INPUT ROWS
──────────
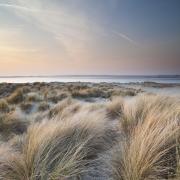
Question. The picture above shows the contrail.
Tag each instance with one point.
(125, 37)
(16, 7)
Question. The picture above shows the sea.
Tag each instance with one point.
(92, 79)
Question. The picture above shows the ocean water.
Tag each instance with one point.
(93, 79)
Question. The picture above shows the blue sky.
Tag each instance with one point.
(49, 37)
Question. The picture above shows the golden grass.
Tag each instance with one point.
(43, 106)
(58, 149)
(135, 138)
(4, 107)
(148, 152)
(16, 97)
(26, 107)
(12, 123)
(115, 107)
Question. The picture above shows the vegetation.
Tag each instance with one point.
(4, 107)
(49, 132)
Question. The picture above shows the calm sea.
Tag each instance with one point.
(94, 79)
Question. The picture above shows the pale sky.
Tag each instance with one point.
(57, 37)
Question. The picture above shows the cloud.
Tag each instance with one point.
(127, 38)
(73, 31)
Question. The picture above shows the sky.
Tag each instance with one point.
(89, 37)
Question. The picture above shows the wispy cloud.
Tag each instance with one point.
(125, 37)
(73, 31)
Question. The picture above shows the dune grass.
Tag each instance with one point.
(65, 137)
(59, 149)
(148, 151)
(4, 107)
(16, 97)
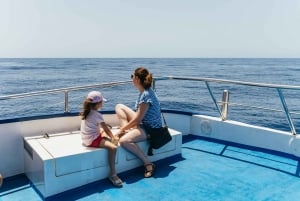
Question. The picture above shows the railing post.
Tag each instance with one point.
(287, 113)
(66, 102)
(224, 109)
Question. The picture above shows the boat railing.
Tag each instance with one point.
(225, 99)
(222, 107)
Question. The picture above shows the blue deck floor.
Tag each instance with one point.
(206, 171)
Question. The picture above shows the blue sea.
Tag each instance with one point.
(30, 75)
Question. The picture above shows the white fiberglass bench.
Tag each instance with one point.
(59, 162)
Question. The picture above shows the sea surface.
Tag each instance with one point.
(255, 105)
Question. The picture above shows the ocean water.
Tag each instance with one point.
(29, 75)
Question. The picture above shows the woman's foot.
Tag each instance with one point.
(149, 170)
(115, 180)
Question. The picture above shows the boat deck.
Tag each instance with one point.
(206, 171)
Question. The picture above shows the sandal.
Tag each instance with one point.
(116, 181)
(149, 173)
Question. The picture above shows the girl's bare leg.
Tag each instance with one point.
(112, 150)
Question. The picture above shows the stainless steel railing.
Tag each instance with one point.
(223, 109)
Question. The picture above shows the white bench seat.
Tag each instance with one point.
(60, 162)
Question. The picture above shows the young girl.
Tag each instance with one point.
(94, 131)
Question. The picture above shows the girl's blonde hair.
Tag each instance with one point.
(145, 77)
(87, 107)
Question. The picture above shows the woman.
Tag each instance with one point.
(146, 114)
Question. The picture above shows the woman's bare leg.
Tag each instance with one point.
(124, 113)
(128, 141)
──────────
Rewrite every line from the one with "Question. The picture above shows the woman." up to and including the last line of the rows, adding 92 to each coordinate in the answer points and leaving all other lines unchanged.

Question. The picture above shows the woman.
Tag each instance with one point.
(238, 206)
Question. The picture above shows the woman's bare leg.
Tag each instance with one point.
(216, 205)
(220, 233)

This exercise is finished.